The line count for "building" is all that is needed: say how many lines in the listing below contain it.
● ● ●
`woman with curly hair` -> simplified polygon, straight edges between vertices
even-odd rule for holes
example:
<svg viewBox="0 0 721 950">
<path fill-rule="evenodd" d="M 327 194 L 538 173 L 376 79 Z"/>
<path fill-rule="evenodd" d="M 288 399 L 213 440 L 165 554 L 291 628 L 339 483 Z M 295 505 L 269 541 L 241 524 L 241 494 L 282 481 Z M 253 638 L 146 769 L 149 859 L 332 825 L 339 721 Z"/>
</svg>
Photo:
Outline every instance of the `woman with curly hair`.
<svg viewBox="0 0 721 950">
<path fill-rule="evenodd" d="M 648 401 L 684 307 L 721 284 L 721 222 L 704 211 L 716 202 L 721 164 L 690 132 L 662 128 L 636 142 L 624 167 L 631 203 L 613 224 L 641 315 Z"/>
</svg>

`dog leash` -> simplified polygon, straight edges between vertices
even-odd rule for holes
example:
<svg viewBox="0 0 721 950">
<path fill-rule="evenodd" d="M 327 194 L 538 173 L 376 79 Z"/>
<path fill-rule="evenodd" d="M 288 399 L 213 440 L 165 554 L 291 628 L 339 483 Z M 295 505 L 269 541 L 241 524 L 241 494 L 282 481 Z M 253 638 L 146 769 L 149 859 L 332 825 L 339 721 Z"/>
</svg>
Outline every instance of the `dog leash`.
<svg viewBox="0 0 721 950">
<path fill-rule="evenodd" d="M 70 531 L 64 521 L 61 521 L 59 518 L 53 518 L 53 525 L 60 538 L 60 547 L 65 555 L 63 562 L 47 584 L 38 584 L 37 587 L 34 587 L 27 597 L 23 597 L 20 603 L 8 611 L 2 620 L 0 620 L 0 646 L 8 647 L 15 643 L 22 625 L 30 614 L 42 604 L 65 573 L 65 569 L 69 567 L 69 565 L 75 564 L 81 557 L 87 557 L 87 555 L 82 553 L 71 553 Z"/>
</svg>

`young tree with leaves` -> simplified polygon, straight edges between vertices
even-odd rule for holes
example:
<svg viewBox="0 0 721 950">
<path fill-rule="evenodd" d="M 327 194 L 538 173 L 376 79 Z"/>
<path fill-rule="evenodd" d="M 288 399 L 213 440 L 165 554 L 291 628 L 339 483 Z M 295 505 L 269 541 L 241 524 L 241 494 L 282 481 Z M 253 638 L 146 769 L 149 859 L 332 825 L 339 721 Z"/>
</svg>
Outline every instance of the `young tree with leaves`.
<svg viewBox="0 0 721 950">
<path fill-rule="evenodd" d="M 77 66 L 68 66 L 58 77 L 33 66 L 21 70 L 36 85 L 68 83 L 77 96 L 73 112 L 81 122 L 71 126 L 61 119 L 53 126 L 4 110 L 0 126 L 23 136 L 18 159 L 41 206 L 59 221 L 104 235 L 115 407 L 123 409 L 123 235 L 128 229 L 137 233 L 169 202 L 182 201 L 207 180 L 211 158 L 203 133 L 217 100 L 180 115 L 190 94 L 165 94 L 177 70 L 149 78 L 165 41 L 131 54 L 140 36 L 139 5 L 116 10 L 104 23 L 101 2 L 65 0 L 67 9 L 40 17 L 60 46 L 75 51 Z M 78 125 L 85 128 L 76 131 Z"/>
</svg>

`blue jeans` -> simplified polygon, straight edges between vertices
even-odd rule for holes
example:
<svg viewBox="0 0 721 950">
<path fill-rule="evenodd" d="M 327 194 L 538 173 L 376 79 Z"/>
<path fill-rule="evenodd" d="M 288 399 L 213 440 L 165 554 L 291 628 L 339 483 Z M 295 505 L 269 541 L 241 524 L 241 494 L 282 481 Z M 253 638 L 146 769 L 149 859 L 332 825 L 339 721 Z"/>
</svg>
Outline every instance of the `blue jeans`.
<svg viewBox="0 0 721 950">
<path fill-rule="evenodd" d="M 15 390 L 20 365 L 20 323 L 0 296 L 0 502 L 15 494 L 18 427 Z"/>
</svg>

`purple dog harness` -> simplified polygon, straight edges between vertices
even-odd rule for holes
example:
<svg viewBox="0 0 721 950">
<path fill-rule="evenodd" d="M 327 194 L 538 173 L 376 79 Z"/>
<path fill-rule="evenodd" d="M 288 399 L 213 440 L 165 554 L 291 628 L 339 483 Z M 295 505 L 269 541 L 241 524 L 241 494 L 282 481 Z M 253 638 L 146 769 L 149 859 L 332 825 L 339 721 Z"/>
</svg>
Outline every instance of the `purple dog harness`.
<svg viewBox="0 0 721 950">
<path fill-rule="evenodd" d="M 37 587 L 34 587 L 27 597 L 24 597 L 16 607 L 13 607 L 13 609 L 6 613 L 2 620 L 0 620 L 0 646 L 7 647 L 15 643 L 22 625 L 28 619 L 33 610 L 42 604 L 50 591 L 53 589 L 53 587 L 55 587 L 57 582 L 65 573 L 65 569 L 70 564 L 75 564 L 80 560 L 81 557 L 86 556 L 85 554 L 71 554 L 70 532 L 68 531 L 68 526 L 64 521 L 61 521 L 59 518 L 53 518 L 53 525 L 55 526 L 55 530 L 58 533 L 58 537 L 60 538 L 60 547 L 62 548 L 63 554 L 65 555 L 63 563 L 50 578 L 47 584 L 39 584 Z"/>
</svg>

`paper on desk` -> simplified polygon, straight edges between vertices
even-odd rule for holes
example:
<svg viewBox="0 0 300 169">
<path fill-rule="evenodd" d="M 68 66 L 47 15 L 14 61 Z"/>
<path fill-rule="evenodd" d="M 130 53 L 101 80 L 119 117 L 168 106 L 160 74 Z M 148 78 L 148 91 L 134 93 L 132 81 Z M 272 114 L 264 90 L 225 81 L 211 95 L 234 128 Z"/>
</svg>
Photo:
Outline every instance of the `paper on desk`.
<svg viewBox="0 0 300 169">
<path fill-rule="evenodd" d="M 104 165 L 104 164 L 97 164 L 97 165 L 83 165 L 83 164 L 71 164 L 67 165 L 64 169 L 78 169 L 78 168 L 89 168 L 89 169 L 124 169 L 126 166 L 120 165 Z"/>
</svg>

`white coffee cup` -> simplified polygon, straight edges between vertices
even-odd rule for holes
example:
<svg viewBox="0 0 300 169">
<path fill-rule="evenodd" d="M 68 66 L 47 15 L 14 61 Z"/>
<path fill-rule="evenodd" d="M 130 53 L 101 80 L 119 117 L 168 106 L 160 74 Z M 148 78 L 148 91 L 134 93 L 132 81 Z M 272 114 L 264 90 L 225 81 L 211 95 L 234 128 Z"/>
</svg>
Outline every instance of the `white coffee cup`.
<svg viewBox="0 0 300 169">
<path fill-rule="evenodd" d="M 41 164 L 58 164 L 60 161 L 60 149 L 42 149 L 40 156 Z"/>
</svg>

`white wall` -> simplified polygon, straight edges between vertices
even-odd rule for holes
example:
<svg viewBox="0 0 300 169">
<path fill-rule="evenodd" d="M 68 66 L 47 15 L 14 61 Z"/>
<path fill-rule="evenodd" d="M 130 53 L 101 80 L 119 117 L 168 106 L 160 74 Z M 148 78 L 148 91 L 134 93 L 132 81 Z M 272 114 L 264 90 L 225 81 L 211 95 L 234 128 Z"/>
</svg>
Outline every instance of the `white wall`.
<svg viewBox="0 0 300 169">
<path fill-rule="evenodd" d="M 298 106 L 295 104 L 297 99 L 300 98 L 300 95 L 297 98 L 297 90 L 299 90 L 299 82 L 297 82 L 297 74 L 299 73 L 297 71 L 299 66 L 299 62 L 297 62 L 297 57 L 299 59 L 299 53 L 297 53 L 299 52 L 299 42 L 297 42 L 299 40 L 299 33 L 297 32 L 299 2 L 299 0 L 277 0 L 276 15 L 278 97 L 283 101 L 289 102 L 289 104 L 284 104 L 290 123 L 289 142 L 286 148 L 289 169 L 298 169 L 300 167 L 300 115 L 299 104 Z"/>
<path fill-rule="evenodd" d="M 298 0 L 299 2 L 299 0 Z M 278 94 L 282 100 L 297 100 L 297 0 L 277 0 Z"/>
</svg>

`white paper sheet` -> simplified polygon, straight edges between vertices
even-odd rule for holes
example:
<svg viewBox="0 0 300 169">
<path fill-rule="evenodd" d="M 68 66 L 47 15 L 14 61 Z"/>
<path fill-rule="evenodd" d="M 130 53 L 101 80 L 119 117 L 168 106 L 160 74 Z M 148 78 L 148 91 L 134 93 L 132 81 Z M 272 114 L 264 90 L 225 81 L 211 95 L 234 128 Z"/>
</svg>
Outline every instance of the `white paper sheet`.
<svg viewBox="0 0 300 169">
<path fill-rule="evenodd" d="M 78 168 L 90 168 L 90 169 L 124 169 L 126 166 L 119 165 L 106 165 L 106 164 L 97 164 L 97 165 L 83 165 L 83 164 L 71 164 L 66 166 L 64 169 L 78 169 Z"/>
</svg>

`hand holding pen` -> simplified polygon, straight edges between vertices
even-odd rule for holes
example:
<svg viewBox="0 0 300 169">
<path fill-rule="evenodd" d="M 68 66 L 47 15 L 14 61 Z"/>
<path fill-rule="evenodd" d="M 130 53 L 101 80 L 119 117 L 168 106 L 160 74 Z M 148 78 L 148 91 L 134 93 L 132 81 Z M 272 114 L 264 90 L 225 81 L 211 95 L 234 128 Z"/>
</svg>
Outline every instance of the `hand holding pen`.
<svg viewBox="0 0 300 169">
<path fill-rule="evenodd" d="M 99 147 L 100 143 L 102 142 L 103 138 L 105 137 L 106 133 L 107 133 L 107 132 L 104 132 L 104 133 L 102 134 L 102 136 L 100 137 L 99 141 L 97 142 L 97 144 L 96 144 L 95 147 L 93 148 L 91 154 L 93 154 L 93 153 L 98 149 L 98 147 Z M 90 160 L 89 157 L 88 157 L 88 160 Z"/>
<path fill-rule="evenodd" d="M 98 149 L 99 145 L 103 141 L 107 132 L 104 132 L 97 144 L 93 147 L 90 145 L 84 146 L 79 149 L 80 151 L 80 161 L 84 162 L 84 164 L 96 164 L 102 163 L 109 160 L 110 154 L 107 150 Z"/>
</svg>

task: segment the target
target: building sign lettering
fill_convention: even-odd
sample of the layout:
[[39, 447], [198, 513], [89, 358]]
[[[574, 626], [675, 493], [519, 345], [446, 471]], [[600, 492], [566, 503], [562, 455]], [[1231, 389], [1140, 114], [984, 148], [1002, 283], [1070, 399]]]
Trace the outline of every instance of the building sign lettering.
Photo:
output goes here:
● ● ●
ANSWER TO THE PROBLEM
2